ABOUT THIS EXERCISE -
Select every line below containing the word "rock".
** Opening GIVEN DATA block **
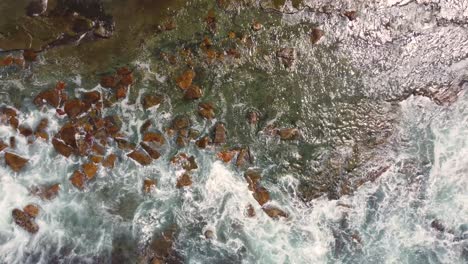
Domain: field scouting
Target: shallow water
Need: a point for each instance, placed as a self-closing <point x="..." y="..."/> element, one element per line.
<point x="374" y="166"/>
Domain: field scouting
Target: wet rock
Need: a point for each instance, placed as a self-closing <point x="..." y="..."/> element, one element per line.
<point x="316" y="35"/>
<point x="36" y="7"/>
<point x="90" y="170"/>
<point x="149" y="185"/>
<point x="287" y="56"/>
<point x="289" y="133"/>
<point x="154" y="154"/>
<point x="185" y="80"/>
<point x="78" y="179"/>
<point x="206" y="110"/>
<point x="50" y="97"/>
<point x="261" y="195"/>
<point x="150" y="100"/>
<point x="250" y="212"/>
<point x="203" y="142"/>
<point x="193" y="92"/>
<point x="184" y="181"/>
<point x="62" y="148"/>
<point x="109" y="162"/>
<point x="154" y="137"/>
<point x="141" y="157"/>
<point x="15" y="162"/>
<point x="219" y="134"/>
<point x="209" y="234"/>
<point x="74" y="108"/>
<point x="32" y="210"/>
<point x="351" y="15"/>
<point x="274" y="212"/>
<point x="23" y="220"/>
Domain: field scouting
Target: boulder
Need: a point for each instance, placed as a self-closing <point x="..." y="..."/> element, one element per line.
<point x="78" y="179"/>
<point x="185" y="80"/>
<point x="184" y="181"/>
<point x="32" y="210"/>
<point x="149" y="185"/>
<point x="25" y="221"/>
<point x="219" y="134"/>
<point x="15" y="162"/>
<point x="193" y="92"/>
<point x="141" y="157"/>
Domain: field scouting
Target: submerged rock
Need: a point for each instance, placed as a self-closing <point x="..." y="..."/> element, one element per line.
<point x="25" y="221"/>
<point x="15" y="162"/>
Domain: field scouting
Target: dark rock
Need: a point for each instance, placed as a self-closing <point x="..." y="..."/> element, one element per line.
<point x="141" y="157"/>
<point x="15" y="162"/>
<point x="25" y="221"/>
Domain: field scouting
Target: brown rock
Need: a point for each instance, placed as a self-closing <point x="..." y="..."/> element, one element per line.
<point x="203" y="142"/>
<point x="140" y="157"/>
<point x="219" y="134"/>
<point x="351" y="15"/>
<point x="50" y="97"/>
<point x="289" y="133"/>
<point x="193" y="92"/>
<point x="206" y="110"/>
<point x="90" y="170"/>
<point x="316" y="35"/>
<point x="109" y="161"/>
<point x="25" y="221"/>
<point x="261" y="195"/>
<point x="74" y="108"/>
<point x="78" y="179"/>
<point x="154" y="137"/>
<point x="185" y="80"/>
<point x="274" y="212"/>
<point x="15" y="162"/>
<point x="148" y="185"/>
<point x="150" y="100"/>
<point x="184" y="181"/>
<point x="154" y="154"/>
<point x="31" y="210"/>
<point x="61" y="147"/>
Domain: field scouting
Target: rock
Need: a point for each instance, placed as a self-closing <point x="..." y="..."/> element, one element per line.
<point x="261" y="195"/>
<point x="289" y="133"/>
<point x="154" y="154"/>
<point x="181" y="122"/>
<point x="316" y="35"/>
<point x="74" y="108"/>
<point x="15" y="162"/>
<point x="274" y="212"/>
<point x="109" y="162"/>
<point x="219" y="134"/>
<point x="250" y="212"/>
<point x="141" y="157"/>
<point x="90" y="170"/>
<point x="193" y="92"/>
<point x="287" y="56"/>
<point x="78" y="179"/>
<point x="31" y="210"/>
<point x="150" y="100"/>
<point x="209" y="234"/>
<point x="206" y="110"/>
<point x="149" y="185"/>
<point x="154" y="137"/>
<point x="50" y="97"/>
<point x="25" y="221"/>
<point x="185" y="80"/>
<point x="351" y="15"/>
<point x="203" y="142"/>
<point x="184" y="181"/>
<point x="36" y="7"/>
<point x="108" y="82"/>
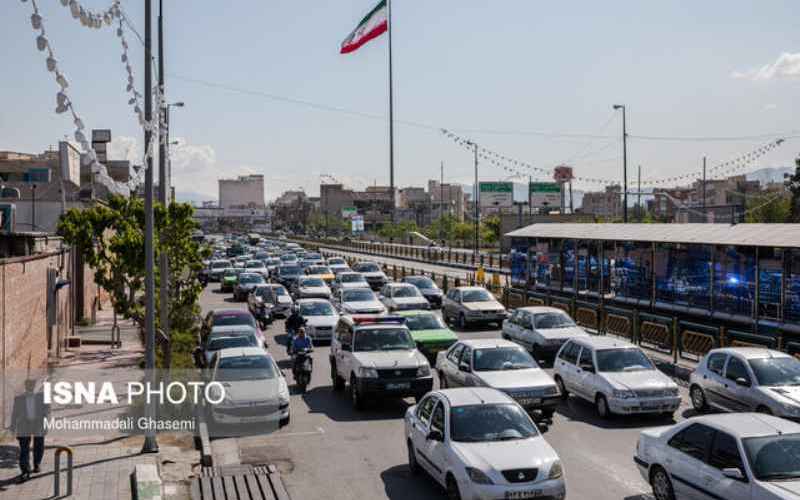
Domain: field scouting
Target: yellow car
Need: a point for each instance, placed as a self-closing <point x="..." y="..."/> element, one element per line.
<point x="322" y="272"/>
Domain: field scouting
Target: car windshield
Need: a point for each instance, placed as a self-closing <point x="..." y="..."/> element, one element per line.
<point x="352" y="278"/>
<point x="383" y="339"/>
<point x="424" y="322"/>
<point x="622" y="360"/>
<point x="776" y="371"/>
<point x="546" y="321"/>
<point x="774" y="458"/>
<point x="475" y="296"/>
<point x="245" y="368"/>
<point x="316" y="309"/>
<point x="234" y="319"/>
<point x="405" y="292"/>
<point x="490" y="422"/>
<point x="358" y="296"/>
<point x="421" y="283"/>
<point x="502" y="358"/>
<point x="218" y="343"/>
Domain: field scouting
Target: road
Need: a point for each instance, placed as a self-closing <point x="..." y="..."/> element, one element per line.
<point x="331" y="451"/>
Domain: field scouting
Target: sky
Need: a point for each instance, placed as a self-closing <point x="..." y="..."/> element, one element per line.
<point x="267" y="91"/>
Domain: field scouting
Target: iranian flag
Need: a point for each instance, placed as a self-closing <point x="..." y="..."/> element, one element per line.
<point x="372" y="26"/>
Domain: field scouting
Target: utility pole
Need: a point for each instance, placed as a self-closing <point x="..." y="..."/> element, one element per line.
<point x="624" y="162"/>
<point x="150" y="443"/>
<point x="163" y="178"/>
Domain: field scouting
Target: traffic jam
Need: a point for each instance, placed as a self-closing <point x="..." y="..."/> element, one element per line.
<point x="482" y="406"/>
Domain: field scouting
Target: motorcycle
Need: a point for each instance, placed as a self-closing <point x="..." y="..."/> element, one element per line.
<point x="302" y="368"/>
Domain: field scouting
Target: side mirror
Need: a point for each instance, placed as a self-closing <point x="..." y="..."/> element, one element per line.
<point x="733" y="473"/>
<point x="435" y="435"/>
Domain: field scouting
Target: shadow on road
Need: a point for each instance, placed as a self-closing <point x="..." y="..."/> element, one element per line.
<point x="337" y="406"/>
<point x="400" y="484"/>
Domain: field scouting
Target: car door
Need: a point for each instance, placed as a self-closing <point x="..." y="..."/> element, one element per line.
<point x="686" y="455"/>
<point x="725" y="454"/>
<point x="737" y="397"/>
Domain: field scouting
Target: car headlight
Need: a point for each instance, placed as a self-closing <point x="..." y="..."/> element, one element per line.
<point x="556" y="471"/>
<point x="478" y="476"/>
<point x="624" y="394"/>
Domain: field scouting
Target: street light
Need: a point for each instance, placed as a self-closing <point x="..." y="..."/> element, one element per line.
** Closing GIVEN DATA block **
EXERCISE RESULT -
Target: wet rock
Target: submerged rock
Target: dark rock
Target: brown rock
Target: rock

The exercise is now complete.